• _WHAT YOU NEED TO DO_: Tell me how many lines in the data below hold the string "bracket", and say nothing else.

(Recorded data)

######

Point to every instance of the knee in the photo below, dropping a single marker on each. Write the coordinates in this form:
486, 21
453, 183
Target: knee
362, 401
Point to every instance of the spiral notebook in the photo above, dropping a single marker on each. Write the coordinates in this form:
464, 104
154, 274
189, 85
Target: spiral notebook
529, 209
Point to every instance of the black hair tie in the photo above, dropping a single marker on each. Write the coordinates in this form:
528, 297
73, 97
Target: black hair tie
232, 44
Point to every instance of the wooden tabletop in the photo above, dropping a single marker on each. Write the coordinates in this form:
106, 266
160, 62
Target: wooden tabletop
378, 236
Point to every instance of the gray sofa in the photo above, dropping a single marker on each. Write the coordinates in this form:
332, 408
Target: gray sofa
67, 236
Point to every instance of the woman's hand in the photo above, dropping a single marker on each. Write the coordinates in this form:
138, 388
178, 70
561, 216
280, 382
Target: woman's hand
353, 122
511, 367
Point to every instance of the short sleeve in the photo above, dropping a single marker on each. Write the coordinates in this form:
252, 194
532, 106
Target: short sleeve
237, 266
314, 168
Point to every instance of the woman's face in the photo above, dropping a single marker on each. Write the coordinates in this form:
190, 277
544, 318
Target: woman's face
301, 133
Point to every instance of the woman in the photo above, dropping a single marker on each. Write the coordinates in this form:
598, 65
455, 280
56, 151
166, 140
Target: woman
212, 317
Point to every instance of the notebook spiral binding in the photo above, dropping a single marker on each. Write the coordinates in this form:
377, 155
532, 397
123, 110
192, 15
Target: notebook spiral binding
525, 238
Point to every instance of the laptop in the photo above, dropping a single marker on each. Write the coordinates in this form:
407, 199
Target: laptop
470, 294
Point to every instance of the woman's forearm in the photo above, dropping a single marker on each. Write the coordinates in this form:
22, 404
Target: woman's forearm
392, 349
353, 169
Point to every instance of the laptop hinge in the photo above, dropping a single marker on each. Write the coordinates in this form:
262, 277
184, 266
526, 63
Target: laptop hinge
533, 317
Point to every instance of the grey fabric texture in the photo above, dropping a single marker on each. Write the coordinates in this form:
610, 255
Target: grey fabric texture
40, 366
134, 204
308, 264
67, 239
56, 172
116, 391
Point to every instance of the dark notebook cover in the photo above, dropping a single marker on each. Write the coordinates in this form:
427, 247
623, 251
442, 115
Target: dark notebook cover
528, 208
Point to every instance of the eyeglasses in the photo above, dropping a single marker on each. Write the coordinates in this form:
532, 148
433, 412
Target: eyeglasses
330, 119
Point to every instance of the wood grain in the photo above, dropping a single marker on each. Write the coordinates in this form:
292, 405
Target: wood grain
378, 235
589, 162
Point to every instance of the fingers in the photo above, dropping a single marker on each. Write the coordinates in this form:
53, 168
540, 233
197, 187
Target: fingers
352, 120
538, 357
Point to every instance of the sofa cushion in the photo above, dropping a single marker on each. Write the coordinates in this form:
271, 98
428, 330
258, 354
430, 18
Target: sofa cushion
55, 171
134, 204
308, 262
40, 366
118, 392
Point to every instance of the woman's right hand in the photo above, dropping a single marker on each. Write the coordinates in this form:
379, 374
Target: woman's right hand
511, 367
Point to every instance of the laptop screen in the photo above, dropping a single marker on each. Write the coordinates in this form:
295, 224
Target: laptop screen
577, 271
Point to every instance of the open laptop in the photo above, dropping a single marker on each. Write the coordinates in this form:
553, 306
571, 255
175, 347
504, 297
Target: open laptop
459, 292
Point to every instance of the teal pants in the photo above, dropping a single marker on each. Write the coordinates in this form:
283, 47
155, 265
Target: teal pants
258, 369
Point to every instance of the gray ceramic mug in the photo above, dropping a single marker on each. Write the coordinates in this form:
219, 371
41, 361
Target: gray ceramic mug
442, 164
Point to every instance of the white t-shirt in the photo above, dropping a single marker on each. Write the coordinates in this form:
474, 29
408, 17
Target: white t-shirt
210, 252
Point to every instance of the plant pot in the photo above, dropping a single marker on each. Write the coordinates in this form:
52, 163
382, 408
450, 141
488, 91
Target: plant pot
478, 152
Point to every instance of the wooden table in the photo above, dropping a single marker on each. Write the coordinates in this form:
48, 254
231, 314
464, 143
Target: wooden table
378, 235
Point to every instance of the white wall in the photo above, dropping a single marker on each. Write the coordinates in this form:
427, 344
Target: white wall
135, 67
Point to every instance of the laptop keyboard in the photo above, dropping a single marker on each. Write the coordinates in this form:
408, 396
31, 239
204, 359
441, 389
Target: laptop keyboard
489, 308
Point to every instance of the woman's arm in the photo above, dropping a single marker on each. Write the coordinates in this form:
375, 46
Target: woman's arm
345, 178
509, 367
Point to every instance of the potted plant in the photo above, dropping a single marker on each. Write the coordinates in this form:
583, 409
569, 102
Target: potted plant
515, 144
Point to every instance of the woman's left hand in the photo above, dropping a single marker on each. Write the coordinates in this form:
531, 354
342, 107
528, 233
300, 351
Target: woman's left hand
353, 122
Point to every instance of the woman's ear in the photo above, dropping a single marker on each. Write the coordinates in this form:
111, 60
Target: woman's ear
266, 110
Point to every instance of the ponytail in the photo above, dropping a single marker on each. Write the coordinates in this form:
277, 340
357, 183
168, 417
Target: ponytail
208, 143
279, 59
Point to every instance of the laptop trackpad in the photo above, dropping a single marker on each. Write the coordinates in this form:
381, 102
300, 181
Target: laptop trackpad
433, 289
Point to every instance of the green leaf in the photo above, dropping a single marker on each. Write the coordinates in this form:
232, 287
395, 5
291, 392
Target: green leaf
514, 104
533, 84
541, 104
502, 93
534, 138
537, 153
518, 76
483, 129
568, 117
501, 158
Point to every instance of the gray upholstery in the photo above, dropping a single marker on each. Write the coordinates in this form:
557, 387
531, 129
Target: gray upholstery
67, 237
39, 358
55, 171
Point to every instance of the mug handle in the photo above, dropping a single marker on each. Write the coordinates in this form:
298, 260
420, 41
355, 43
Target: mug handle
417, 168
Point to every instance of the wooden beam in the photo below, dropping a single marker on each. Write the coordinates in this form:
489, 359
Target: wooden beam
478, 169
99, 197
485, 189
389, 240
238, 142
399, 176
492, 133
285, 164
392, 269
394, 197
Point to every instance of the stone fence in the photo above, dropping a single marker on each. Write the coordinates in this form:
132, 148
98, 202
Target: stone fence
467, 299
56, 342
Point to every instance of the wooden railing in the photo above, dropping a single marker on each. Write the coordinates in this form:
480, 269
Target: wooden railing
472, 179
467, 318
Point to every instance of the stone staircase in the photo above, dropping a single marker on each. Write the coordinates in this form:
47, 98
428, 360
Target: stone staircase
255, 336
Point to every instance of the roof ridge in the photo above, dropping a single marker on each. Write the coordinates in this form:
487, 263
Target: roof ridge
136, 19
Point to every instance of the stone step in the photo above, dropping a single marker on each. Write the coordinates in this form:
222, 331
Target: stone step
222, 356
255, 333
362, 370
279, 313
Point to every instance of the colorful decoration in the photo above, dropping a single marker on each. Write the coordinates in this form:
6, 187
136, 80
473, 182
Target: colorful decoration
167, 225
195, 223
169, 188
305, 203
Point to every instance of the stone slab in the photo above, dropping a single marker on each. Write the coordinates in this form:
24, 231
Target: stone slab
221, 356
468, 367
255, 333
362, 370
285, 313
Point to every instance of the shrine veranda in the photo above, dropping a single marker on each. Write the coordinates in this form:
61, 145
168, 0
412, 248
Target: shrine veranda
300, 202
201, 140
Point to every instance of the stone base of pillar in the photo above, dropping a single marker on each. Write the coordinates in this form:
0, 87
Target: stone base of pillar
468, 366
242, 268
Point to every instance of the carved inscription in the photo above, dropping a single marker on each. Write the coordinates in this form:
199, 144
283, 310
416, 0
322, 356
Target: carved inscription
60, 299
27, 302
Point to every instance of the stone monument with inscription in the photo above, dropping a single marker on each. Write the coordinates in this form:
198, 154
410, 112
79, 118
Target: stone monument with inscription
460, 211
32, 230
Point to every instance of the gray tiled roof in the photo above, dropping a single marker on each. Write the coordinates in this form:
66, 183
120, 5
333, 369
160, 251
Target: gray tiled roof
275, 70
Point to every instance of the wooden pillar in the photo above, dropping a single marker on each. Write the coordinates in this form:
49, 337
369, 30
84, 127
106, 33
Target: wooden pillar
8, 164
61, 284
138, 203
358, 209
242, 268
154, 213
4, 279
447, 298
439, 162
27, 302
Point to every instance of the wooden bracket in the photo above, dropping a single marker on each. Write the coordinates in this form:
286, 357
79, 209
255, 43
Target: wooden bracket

######

• _RESPONSE FOR THIS EXERCISE_: 2